Consigne:
Recopiez l'article sur le parrainage de réfugiés à Madrid entre « Jose Maria Zamarrón » et « et Flor Maria. », inclus, en remplaçant « parrain » par « parrain bénévole », s'il vous plaît.

Extrait fourni:
■ ■ ■ ■
Grâce à une opération de parrainage, des liens d'amitié entre des demandeurs d'asile et leurs hôtes à Madrid

Un programme lancé il y a deux ans pour permettre de tisser des liens entre les Madrilènes avec des réfugiés et demandeurs d'asile est submergé de bénévoles.

Jose Maria Zamarrón (à droite) avec la famille réfugiée colombienne dont il est parrain, Jose Ricaute, sa femme Nelly ainsi que leurs enfants Luis Fernando et Flor Maria.
© HCR/Susan Hopper

Nelly Ricaute, une fermière colombienne exilée, fait face au Guernica, la toile murale monumentale de Picasso qui dépeint des personnages et des animaux terrifiés par les bombardements aériens de la ville espagnole du même nom il y a 80 ans.


Nelly, qui a été chassée de sa ferme familiale sous la menace des armes et qui a été témoin de bombardements et d’exécutions, ressent immédiatement un lien avec l’œuvre.

« Ce qu'on voit dans ces personnages... c'est ce que j'ai vécu dans ma chair », murmure-t-elle dans la galerie bondée. « Même les animaux ressentent la douleur de ce moment », ajoute-t-elle.

Nelly, son mari et deux de ses enfants visitent le Musée Reina Sofia de Madrid en compagnie de José María Zamarrón, bénévole d’un projet qui aide les réfugiés et demandeurs d'asile à s’installer dans leur nouvelle vie en Espagne.

Depuis sa création il y a deux ans par l'ONG espagnole Rescate, le programme de parrainage a mis en contact 23 nouveaux arrivants issus de pays aussi divers et lointains que la Colombie, le Cameroun et le Pakistan, tels les Ricautes, avec un réseau de 60 Madrilènes tels que José María.
■ ■ ■ ■
Enregistrements:
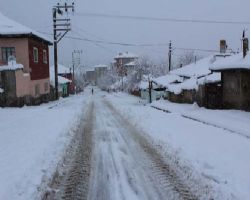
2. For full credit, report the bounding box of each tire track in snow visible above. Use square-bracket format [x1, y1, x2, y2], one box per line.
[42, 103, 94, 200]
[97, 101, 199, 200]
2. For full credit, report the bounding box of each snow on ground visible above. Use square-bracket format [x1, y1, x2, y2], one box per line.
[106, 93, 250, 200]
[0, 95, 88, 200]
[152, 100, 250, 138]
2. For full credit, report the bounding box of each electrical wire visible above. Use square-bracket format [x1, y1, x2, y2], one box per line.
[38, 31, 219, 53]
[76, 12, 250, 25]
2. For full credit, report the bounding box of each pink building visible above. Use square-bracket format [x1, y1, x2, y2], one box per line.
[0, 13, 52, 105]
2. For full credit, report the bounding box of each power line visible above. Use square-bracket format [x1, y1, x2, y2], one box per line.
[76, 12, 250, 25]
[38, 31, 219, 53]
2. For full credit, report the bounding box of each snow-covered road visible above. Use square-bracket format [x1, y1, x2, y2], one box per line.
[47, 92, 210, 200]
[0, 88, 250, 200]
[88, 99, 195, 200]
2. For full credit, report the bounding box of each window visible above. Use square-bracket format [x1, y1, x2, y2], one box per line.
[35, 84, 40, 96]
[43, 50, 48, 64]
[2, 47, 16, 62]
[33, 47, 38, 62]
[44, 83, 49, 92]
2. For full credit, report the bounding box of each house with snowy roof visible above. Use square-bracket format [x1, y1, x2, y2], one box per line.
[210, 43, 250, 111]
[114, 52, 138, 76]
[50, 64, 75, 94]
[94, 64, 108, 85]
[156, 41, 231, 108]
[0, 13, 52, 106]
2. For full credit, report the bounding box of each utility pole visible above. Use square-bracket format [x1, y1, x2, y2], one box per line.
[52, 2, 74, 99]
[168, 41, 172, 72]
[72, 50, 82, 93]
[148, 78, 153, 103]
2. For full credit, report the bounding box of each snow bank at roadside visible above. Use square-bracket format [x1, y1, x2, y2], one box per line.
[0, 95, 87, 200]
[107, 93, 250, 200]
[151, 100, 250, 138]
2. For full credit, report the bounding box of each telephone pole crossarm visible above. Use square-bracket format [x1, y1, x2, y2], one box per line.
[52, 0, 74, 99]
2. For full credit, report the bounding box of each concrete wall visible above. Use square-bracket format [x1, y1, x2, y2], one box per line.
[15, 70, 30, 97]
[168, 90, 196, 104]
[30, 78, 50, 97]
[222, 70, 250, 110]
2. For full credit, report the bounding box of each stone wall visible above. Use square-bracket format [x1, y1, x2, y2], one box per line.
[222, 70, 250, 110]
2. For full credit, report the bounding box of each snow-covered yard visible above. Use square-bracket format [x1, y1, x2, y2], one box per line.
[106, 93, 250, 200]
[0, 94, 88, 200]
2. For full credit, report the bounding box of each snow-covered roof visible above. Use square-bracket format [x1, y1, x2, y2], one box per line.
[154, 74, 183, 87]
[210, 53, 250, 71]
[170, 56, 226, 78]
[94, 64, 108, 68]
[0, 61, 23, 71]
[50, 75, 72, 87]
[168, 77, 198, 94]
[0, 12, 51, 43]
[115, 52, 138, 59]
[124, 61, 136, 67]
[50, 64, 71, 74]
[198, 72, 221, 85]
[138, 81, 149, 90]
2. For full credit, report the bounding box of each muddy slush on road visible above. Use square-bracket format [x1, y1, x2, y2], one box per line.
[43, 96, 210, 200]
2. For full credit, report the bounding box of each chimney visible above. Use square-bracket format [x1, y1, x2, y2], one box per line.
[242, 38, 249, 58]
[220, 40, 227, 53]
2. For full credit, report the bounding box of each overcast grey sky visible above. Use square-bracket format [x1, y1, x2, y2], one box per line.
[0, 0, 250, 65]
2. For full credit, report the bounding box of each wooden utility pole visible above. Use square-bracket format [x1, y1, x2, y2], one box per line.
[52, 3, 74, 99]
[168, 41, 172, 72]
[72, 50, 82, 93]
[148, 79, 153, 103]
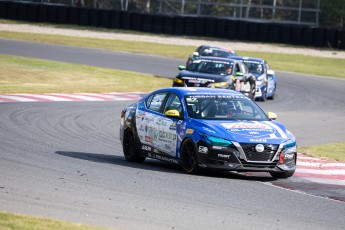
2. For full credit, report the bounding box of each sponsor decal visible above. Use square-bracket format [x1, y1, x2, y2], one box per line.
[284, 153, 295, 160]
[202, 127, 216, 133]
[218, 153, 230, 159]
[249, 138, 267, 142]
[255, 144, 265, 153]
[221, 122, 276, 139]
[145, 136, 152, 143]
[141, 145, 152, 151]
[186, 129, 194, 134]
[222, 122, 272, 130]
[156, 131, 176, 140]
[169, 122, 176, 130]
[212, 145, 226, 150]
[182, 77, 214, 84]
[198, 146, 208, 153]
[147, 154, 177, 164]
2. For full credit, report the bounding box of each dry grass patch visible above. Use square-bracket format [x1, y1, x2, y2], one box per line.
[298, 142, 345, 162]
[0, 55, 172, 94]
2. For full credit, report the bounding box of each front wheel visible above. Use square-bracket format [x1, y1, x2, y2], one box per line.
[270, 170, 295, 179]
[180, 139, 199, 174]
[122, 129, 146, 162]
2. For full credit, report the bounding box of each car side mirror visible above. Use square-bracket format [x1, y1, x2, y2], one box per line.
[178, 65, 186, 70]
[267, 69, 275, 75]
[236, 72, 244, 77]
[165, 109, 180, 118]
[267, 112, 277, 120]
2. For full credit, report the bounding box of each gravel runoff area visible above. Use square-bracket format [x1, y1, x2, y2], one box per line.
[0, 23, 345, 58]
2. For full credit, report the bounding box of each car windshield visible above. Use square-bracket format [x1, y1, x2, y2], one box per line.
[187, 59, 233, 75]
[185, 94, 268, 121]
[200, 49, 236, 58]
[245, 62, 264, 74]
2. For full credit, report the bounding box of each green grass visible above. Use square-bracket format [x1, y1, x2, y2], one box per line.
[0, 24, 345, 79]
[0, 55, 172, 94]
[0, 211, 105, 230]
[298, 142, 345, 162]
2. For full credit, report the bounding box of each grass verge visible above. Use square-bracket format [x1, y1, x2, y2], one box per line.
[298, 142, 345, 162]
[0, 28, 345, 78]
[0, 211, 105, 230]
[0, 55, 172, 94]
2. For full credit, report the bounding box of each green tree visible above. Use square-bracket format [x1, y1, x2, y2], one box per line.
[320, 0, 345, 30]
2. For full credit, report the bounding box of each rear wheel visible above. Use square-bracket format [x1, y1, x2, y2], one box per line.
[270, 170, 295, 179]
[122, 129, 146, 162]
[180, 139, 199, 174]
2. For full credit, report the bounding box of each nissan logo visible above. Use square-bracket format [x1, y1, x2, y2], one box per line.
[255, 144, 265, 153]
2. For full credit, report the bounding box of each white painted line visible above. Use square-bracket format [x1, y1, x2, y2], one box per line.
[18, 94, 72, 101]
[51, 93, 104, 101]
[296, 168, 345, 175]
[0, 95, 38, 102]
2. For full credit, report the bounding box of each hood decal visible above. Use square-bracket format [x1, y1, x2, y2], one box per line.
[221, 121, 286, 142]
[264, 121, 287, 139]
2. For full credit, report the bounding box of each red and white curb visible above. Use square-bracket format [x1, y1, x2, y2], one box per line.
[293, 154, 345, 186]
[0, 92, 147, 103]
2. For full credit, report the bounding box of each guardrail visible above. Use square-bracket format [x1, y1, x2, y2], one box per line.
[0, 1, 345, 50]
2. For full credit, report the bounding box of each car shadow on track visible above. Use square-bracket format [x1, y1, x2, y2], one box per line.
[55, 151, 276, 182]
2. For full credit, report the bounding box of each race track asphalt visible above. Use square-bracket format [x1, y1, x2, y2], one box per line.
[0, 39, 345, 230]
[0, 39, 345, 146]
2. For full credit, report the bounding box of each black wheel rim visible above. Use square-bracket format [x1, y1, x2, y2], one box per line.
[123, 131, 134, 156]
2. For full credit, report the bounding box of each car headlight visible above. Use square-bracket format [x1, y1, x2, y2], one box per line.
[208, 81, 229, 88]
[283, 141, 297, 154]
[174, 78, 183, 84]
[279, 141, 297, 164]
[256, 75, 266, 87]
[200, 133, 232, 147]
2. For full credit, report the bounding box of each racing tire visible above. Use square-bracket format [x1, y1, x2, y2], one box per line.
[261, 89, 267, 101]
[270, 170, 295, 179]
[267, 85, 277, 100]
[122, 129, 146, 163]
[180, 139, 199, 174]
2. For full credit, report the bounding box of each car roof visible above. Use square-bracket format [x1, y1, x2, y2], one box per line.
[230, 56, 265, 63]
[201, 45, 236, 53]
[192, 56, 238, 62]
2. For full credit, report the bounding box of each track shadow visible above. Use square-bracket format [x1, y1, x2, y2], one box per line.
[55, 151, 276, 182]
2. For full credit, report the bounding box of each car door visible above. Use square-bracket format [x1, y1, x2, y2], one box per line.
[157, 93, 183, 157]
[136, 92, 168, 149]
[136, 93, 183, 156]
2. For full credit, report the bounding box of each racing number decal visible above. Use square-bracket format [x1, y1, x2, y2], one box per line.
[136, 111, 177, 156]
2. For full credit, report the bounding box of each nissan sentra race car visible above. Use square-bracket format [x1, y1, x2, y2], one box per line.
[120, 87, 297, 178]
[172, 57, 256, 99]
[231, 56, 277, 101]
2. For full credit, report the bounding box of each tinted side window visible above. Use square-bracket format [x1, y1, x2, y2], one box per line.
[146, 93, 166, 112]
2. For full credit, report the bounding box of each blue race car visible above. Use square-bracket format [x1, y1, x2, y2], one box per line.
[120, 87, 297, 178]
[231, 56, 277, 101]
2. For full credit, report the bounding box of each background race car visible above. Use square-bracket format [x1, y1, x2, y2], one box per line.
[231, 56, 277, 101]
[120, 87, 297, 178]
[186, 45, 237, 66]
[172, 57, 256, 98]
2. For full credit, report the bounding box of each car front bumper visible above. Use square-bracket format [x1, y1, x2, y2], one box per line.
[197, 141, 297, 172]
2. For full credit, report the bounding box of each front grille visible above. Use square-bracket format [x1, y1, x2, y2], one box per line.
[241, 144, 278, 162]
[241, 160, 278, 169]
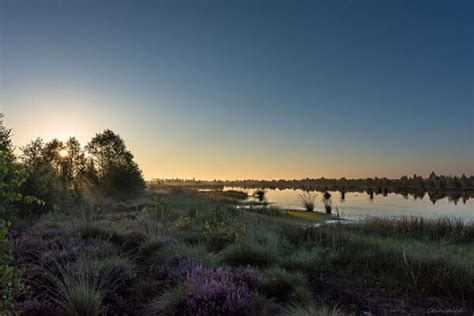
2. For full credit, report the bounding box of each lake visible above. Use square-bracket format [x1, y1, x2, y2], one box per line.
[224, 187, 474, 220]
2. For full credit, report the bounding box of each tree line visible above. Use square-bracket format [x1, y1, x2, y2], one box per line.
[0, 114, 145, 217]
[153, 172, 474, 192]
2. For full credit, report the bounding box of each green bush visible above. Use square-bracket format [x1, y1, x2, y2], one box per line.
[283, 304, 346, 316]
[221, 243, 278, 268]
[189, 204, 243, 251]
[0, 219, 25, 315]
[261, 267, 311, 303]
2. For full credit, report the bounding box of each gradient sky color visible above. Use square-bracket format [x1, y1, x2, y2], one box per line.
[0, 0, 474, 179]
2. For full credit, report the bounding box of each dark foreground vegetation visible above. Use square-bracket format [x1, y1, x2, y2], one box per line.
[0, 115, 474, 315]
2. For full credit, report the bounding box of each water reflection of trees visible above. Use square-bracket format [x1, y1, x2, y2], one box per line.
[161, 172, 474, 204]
■ ■ ■ ■
Résultat:
Jose Maria Zamarrón (à droite) avec la famille réfugiée colombienne dont il est parrain bénévole, Jose Ricaute, sa femme Nelly ainsi que leurs enfants Luis Fernando et Flor Maria.